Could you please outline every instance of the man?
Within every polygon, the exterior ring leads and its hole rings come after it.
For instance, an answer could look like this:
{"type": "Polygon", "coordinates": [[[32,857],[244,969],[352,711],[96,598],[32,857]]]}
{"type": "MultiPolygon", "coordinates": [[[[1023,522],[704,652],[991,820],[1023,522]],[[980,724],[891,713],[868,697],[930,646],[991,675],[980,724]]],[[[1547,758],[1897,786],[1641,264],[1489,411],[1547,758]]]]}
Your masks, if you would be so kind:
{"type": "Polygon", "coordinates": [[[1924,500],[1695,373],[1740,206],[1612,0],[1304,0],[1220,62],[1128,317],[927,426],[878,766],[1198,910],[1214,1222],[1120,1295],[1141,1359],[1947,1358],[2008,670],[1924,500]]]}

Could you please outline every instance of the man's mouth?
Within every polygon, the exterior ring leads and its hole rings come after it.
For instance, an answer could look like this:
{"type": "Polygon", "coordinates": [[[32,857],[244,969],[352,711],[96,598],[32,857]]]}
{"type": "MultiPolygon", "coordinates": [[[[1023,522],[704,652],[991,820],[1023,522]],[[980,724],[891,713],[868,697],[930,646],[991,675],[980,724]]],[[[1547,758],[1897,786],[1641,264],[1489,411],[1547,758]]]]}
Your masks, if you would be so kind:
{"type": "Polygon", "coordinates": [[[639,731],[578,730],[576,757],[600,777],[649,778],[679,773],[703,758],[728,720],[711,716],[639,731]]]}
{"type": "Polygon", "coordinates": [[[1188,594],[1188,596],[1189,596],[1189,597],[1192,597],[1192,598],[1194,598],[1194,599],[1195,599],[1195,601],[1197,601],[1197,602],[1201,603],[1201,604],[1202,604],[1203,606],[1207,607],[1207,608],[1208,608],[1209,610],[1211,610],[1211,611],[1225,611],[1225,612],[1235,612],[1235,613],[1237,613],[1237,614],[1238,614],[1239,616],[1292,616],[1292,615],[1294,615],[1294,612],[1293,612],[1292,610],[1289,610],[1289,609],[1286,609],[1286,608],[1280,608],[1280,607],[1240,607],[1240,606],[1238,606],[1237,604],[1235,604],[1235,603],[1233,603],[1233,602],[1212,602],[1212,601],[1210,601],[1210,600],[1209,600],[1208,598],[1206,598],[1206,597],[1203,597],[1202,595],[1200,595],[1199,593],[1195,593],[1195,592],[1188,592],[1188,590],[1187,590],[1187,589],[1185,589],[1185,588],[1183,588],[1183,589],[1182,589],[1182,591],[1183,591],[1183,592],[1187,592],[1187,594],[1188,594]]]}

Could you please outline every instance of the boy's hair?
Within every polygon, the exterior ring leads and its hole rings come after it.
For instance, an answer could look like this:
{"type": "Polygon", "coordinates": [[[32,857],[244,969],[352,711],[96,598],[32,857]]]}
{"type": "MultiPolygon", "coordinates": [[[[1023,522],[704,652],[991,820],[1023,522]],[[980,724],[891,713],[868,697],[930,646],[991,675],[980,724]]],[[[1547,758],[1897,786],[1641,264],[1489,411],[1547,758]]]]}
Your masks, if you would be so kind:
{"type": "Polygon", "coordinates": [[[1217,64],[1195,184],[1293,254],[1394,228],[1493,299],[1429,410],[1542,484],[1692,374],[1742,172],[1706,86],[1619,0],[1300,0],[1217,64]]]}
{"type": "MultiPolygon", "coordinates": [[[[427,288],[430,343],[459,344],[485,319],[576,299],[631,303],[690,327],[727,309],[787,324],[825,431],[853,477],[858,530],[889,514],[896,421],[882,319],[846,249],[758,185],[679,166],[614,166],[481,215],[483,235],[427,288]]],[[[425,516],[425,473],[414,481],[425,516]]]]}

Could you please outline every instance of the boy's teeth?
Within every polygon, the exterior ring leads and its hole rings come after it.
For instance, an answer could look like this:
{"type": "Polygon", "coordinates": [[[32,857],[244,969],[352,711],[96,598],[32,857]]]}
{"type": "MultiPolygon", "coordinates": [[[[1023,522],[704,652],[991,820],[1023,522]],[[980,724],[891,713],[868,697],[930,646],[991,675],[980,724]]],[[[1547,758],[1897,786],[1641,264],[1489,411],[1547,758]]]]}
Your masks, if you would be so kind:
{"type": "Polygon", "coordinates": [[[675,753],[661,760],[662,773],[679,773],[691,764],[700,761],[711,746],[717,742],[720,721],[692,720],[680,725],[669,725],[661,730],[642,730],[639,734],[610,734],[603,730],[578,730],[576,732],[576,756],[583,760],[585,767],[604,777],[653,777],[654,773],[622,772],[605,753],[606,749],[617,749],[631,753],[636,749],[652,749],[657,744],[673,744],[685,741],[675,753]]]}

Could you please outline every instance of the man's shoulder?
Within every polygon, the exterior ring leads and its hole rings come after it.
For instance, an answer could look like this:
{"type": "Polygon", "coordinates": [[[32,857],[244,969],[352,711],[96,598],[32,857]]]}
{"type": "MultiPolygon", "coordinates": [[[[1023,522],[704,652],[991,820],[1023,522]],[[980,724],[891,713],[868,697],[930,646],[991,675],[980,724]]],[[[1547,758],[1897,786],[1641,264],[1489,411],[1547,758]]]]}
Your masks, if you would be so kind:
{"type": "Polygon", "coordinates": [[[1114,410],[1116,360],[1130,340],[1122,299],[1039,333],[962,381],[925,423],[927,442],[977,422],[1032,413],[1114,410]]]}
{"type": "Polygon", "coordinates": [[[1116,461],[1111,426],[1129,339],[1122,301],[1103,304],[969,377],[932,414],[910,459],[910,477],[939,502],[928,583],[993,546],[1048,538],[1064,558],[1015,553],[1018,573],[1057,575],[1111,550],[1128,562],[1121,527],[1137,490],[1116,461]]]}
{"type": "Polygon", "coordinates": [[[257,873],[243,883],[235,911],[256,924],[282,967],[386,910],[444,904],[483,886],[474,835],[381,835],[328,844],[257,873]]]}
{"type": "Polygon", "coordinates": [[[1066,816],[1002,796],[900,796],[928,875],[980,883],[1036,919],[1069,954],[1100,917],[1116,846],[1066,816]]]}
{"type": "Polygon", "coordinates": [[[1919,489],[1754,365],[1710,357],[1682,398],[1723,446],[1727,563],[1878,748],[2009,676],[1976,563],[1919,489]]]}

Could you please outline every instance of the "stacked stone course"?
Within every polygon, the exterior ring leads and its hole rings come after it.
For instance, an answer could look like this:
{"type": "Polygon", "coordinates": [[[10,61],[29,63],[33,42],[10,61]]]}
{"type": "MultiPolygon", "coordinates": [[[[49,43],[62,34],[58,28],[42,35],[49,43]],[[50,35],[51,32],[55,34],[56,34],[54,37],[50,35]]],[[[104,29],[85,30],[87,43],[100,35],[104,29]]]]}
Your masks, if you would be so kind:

****************

• _Exercise directions_:
Write out every entry again exactly, please, with nothing missing.

• _Task result_:
Could you please outline every instance of the man?
Within every polygon, the exterior ring leads and its hole rings come after it.
For instance, an answer could look like this:
{"type": "Polygon", "coordinates": [[[32,857],[244,969],[352,711],[96,598],[32,857]]]}
{"type": "MultiPolygon", "coordinates": [[[[1023,522],[704,652],[991,820],[1023,522]],[[980,724],[891,713],[868,697],[930,646],[991,675],[980,724]]],[[[1547,758],[1897,786],[1641,264],[1489,411],[1547,758]]]]}
Your masks, if you would be so kind:
{"type": "Polygon", "coordinates": [[[1924,500],[1695,373],[1740,206],[1612,0],[1304,0],[1220,62],[1128,317],[927,426],[878,766],[1198,910],[1214,1222],[1120,1295],[1141,1359],[1947,1358],[2008,670],[1924,500]]]}

Could you please outline every instance of the man's mouth?
Within every polygon, the exterior ring leads and its hole rings come after it.
For instance, an answer could look like this:
{"type": "Polygon", "coordinates": [[[32,857],[244,969],[352,711],[96,598],[32,857]]]}
{"type": "MultiPolygon", "coordinates": [[[[1023,522],[704,652],[991,820],[1023,522]],[[980,724],[891,713],[868,697],[930,646],[991,675],[980,724]]],[[[1547,758],[1897,786],[1641,264],[1489,411],[1547,758]]]]}
Your masks, if you would be so kind:
{"type": "Polygon", "coordinates": [[[639,731],[578,730],[576,757],[600,777],[649,778],[679,773],[703,758],[728,720],[711,716],[639,731]]]}
{"type": "Polygon", "coordinates": [[[1188,594],[1188,596],[1189,596],[1189,597],[1192,597],[1192,598],[1194,598],[1194,599],[1195,599],[1195,601],[1197,601],[1197,602],[1201,603],[1201,604],[1202,604],[1203,606],[1207,607],[1207,608],[1208,608],[1209,610],[1211,610],[1211,611],[1225,611],[1225,612],[1235,612],[1235,613],[1237,613],[1237,614],[1238,614],[1239,616],[1292,616],[1292,615],[1294,615],[1294,612],[1293,612],[1292,610],[1289,610],[1289,609],[1286,609],[1286,608],[1280,608],[1280,607],[1240,607],[1240,606],[1238,606],[1237,604],[1235,604],[1235,603],[1233,603],[1233,602],[1212,602],[1212,601],[1210,601],[1210,600],[1209,600],[1208,598],[1206,598],[1206,597],[1203,597],[1202,595],[1200,595],[1199,593],[1195,593],[1195,592],[1188,592],[1188,590],[1187,590],[1187,589],[1185,589],[1185,588],[1183,588],[1183,589],[1182,589],[1182,591],[1183,591],[1183,592],[1187,592],[1187,594],[1188,594]]]}

Could you please outline every instance of the boy's hair?
Within every polygon, the exterior ring leads and its hole rings come after it.
For instance, an answer could look like this:
{"type": "Polygon", "coordinates": [[[32,857],[244,969],[352,711],[96,598],[32,857]]]}
{"type": "MultiPolygon", "coordinates": [[[[1023,522],[704,652],[991,820],[1023,522]],[[980,724],[891,713],[868,697],[930,646],[991,675],[980,724]]],[[[1547,758],[1897,786],[1641,264],[1489,411],[1547,758]]]]}
Your masks, if you would be so kind:
{"type": "Polygon", "coordinates": [[[1217,64],[1195,184],[1293,254],[1394,228],[1493,299],[1429,410],[1542,484],[1692,374],[1742,172],[1706,86],[1619,0],[1300,0],[1217,64]]]}
{"type": "MultiPolygon", "coordinates": [[[[427,288],[430,343],[459,344],[485,319],[576,299],[631,303],[690,327],[727,309],[787,324],[825,431],[853,477],[858,530],[889,514],[896,421],[882,319],[846,249],[758,185],[679,166],[614,166],[481,215],[483,235],[427,288]]],[[[425,516],[425,473],[414,481],[425,516]]]]}

Could you please outline every instance of the boy's teeth?
Within every polygon, the exterior ring leads and its hole rings come after it.
For instance, an answer could look like this:
{"type": "Polygon", "coordinates": [[[32,857],[244,969],[352,711],[96,598],[32,857]]]}
{"type": "MultiPolygon", "coordinates": [[[[1023,522],[704,652],[991,820],[1023,522]],[[980,724],[891,713],[868,697],[930,646],[991,675],[980,724]]],[[[1547,758],[1897,786],[1641,264],[1489,411],[1547,758]]]]}
Your masks, if you would be so kind:
{"type": "Polygon", "coordinates": [[[675,753],[661,760],[662,773],[679,773],[691,764],[700,761],[711,746],[717,742],[720,721],[692,720],[680,725],[669,725],[661,730],[642,730],[639,734],[610,734],[603,730],[578,730],[576,732],[576,756],[583,760],[585,767],[604,777],[653,777],[654,773],[622,772],[605,753],[606,749],[617,749],[631,753],[636,749],[652,749],[657,744],[673,744],[685,741],[675,753]]]}

Could you please outline every instance of the man's shoulder?
Within every polygon, the exterior ring leads and its hole rings come after it.
For instance, an answer could look like this:
{"type": "Polygon", "coordinates": [[[32,857],[244,969],[352,711],[96,598],[32,857]]]}
{"type": "MultiPolygon", "coordinates": [[[[1023,522],[704,652],[991,820],[1023,522]],[[980,724],[891,713],[868,697],[930,646],[991,675],[980,724]]],[[[1547,758],[1897,786],[1641,264],[1489,411],[1547,758]]]]}
Your masks, if you would be so kind:
{"type": "Polygon", "coordinates": [[[1114,410],[1116,360],[1130,340],[1122,299],[1039,333],[962,381],[925,423],[927,442],[977,422],[1032,413],[1114,410]]]}
{"type": "Polygon", "coordinates": [[[1116,461],[1111,426],[1129,339],[1122,301],[1103,304],[969,377],[932,414],[910,459],[910,477],[939,502],[928,583],[993,546],[1048,538],[1064,558],[1015,553],[1018,573],[1057,575],[1111,550],[1128,562],[1121,527],[1137,490],[1116,461]]]}
{"type": "Polygon", "coordinates": [[[257,873],[243,883],[235,911],[256,924],[282,967],[386,910],[444,904],[483,886],[474,835],[381,835],[328,844],[257,873]]]}
{"type": "Polygon", "coordinates": [[[1066,816],[1002,796],[900,796],[928,875],[980,883],[1036,919],[1069,954],[1100,917],[1116,846],[1066,816]]]}
{"type": "Polygon", "coordinates": [[[1919,489],[1754,365],[1710,357],[1682,398],[1723,446],[1727,563],[1878,748],[2009,676],[1976,563],[1919,489]]]}

Could you please outline every instance of the "stacked stone course"?
Within every polygon, the exterior ring leads and its hole rings come after it.
For instance, an answer could look like this:
{"type": "Polygon", "coordinates": [[[10,61],[29,63],[33,42],[10,61]]]}
{"type": "MultiPolygon", "coordinates": [[[[49,43],[62,34],[58,28],[42,35],[49,43]],[[50,35],[51,32],[55,34],[56,34],[54,37],[50,35]]],[[[104,29],[85,30],[87,43],[100,35],[104,29]]]]}
Your masks, if you would be so kind:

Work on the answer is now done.